Start of DATA EXTRACT

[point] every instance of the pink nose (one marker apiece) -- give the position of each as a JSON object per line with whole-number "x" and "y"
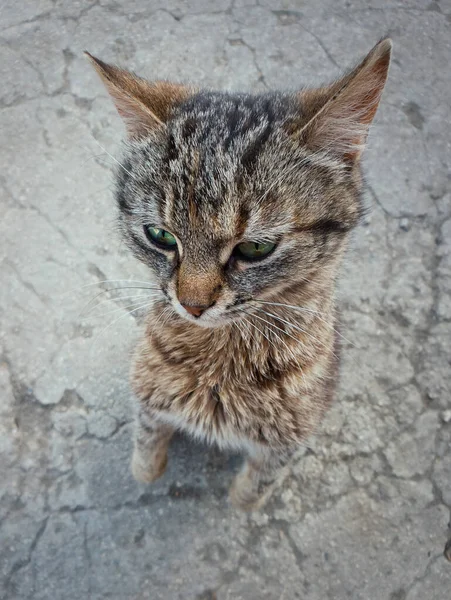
{"x": 196, "y": 311}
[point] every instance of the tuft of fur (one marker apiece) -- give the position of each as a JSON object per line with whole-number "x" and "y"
{"x": 257, "y": 369}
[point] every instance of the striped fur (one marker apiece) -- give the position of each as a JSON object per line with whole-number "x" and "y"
{"x": 253, "y": 371}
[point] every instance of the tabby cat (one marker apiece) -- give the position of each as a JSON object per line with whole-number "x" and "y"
{"x": 241, "y": 206}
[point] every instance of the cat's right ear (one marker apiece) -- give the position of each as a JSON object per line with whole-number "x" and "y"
{"x": 142, "y": 105}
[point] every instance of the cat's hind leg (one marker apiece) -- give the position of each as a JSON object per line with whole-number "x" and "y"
{"x": 150, "y": 453}
{"x": 260, "y": 474}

End of DATA EXTRACT

YOUR INSTRUCTIONS: Resize the entries above: give every line again, requests included, but multiply each x and y coordinate in the answers by 1.35 and round to whole numbers, with halves rounded up. Leave the numbers in the requests and their format descriptions unchanged, and leave the picture out of your answer.

ANSWER FOR THIS EXERCISE:
[point] every instance of the pink nose (one marker apiece) -- give the position of each as a JSON object per line with whole-number "x" and "y"
{"x": 265, "y": 420}
[point] every instance of the tuft of fur (one marker apiece) -- give the position of each as a JSON object per line with whole-number "x" and "y"
{"x": 347, "y": 498}
[point] every instance of the striped fur (one marker apiece) -- give the position of each as a JSON object per line with whole-number "x" and "y"
{"x": 342, "y": 501}
[point] every instance of the tabby cat (one marker apiece) -- give the position of each as a JSON object per line with whole-number "x" and "y"
{"x": 325, "y": 278}
[point] every instance of the cat's right ear (one marker apiece) -- give the position of each as a JSON object per line with whole-number "x" and "y"
{"x": 192, "y": 142}
[point] every instance of the cat's hind leg (one marker apiece) -- give the position of each as a JSON object per line with whole-number "x" and "y"
{"x": 203, "y": 612}
{"x": 351, "y": 640}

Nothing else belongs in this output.